_What to work on_: Rewrite the listing below, substituting "coarse mask" for every occurrence of "rough mask" and changing nothing else. Leave the pictures out of your answer.

Material for the task START

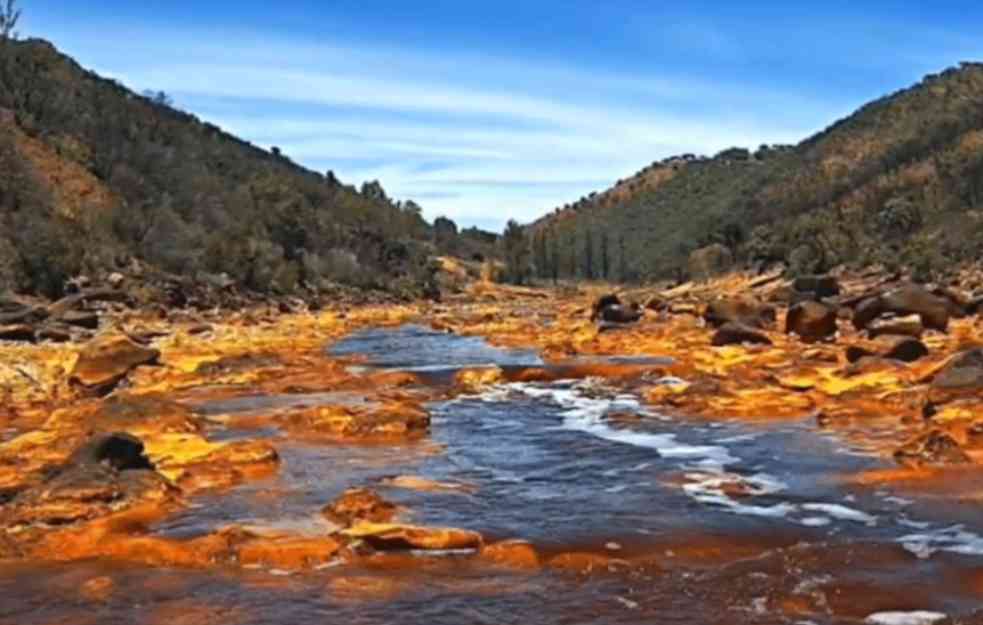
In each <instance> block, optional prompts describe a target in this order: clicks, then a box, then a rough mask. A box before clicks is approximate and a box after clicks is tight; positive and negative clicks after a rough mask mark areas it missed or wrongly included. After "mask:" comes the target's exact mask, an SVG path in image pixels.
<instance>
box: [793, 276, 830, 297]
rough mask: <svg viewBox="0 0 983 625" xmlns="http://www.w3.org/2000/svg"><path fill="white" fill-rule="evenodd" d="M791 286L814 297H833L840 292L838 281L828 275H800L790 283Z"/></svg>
mask: <svg viewBox="0 0 983 625" xmlns="http://www.w3.org/2000/svg"><path fill="white" fill-rule="evenodd" d="M792 288H794V289H795V290H796V291H797V292H799V293H806V294H809V295H812V296H813V297H815V298H816V299H823V298H826V297H834V296H836V295H839V294H840V283H839V281H838V280H837V279H836V278H835V277H833V276H828V275H823V276H800V277H798V278H796V279H795V281H794V282H793V283H792Z"/></svg>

Material for the task END

_Problem solution_:
In each <instance> block, optional prompts describe a target in this order: clicks, then a box, then a coarse mask. A box before clicks is approximate and a box after clicks is tight; positive and negative clicks after a coarse mask mark areas it missed or wrongly included. After "mask:" comes the target's exact mask, an SVG path in image pixels.
<instance>
box: [793, 276, 830, 297]
coarse mask: <svg viewBox="0 0 983 625" xmlns="http://www.w3.org/2000/svg"><path fill="white" fill-rule="evenodd" d="M791 286L814 297H833L840 292L838 281L828 275H800L790 283Z"/></svg>
mask: <svg viewBox="0 0 983 625" xmlns="http://www.w3.org/2000/svg"><path fill="white" fill-rule="evenodd" d="M792 288H794V289H795V290H796V291H797V292H799V293H806V294H809V295H812V296H813V297H815V298H816V299H823V298H826V297H834V296H836V295H839V294H840V283H839V281H838V280H837V279H836V278H835V277H833V276H828V275H823V276H800V277H798V278H796V279H795V281H794V282H793V283H792Z"/></svg>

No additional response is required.